## TASK PROMPT:
In the surf fishing thread below, rewrite the part that opens with the words containing "I fish over" and closes with "are local musicians.....", swapping "local musicians" for "weekend tourists".

## SELECTED TEXT:
• • • • •

# Bait Choices and Pointers?



## Stephensb (Aug 31, 2013)

Still kind of new to surf fishing. What's biting and what's bait are they hitting?


----------



## walkerj44 (May 23, 2013)

*Thick*

I went to seagrove, seaside, and grayton beaches yesterday around lunch. The slime is so thick you can't put a bait in the water from the beach.


----------



## BlaineAtk (Jun 8, 2010)

Wirelessly posted

I fish over there as well?! I always go for the sand fleas!! Has been slimy lately. 

Anyone who fishes the Santa Rosa beach seaside grayton area, we should get up and fish one day!! I need to meet some more people over here. All I know are local musicians.....


----------



## walkerj44 (May 23, 2013)

Yeah the sand fleas were huge yesterday! Didn't do me much good tho.


----------



## backwoods (Dec 4, 2009)

*fleas*

Bigger is not always better. I have had some of my best days with smaller sand fleas.


----------



## Salt4Lifer (Jun 1, 2013)

Throw the big fleas back unless you're after Lady's and Reds...have you seen the size of a Pomps mouth?


----------



## walkerj44 (May 23, 2013)

• • • • •

## AVAILABLE DATA:
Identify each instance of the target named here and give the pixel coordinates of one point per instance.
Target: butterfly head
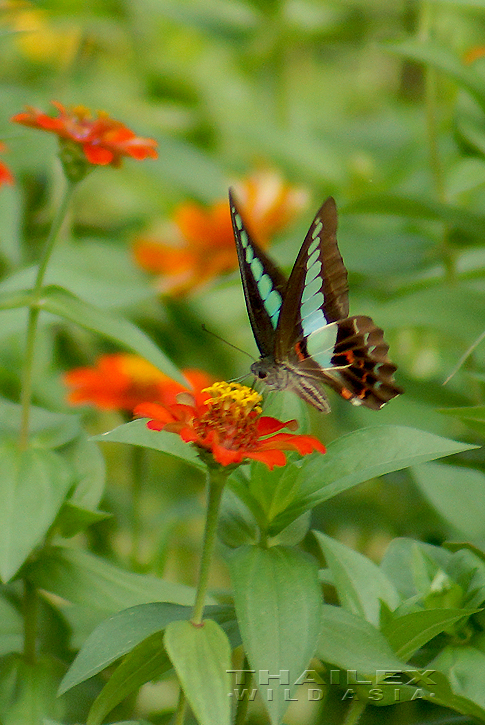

• • • • •

## CORRECT OUTPUT:
I fish over there as well?! I always go for the sand fleas!! Has been slimy lately. 

Anyone who fishes the Santa Rosa beach seaside grayton area, we should get up and fish one day!! I need to meet some more people over here. All I know are weekend tourists.....